**** Extract to read ****

[m-dev.] foldl2 and recursive_fold2 in dir.m have the wrong result type

Julien Fischer jfischer at opturion.com
Sat May 15 15:30:50 AEST 2021


Hi Zoltan,

On Fri, 14 May 2021, Zoltan Somogyi wrote:

> The attached diff makes module_cmds not abort if dir.m has an error on a file
> that is not relevant to the question module_cmds.m is trying to answer. I expected
> this to to reduce the number of test case failures in the java grade, but it does not do so.
> Based on a few spot checks, test cases that used to fail due to unrelated files
> not being found now fail due to the class loader not being able to find
> .class files that (to my naive mind) it *should* be able to find :-(

Hmmm, that's annoying.  I had a quick search about, but I think we will
have to dig into the class loader source code to see exactly what it's
doing.

> Despite that, this diff should be a useful step forward.

Agreed.

> For review by Julien.

> Look for only relevant .class files.

I suggest:

     Look for only relevant .class files when creating Java archives.
> 
> library/dir.m:
>     Add a new predicate general_foldl2. Unlike foldl2 and recursive_foldl2,
>     this predicate can be asked to continue going after finding errors,

Delete "going".

>     in which case it will return a structured description of those errors.
>
>     To make this possible, generalize the infrastructure shared by foldl2,
>     recursive_foldl2 and now general_foldl2.
> 
> NEWS:
>     Announce the new predicate.
> 
> compiler/module_cmds.m:
>     Use the new predicate instead of recursive_foldl2.

Append:

       when creating Java archives.

> Doing so means that
>     when e.g. bootcheck runs several test cases at the same time in the same
>     directory, the traversal in one test case will NOT stop when a different
>     test case deletes one of its .class files between the time the first test
>     case has read a directory, and the time it gets around to processing those
>     entries. Instead, general_foldl2 will simply return an error description
>     in each such case. If an error description is for a file that is not
>     relevant to the current test case, we will now ignore it.
>
>     This should eliminate many spurious test case failures in Java grades
>     that were caused by such interference between test cases.

...

****

=== Tasks for this exercise ===
**A)** According to the review message, why should switching compiler/module_cmds.m to general_foldl2 cut down spurious test case failures in Java grades?
**B)** Copy text from the review message word for word, beginning at the words that have "Julien Fischer jfischer" and stopping after "does not do so.".

**** Data section ****

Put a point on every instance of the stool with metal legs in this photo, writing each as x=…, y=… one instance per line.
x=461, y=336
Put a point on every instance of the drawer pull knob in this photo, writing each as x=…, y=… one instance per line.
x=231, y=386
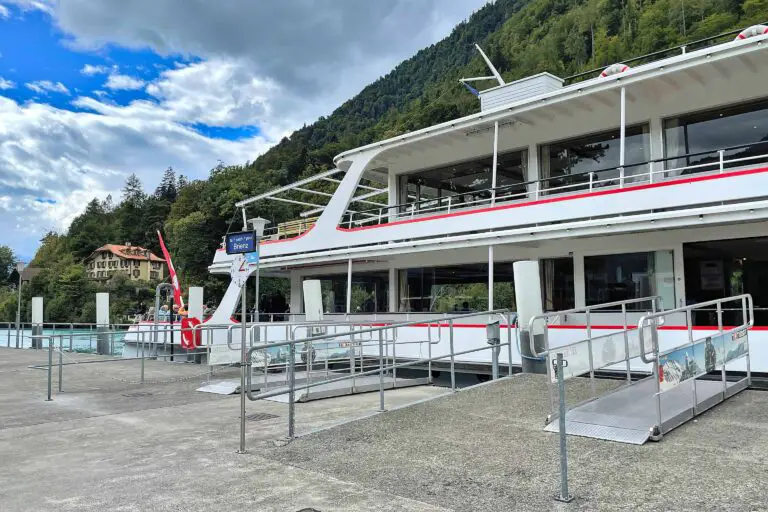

****

=== Worked solutions ===
**A)** When bootcheck runs several test cases at once in the same directory, one test case can delete a .class file after another has read the directory but before it processes those entries. Instead of stopping the traversal, general_foldl2 returns an error description for each such case, and errors for files not relevant to the current test case are now ignored.

**B)**
Julien Fischer jfischer at opturion.com
Sat May 15 15:30:50 AEST 2021


Hi Zoltan,

On Fri, 14 May 2021, Zoltan Somogyi wrote:

> The attached diff makes module_cmds not abort if dir.m has an error on a file
> that is not relevant to the question module_cmds.m is trying to answer. I expected
> this to to reduce the number of test case failures in the java grade, but it does not do so.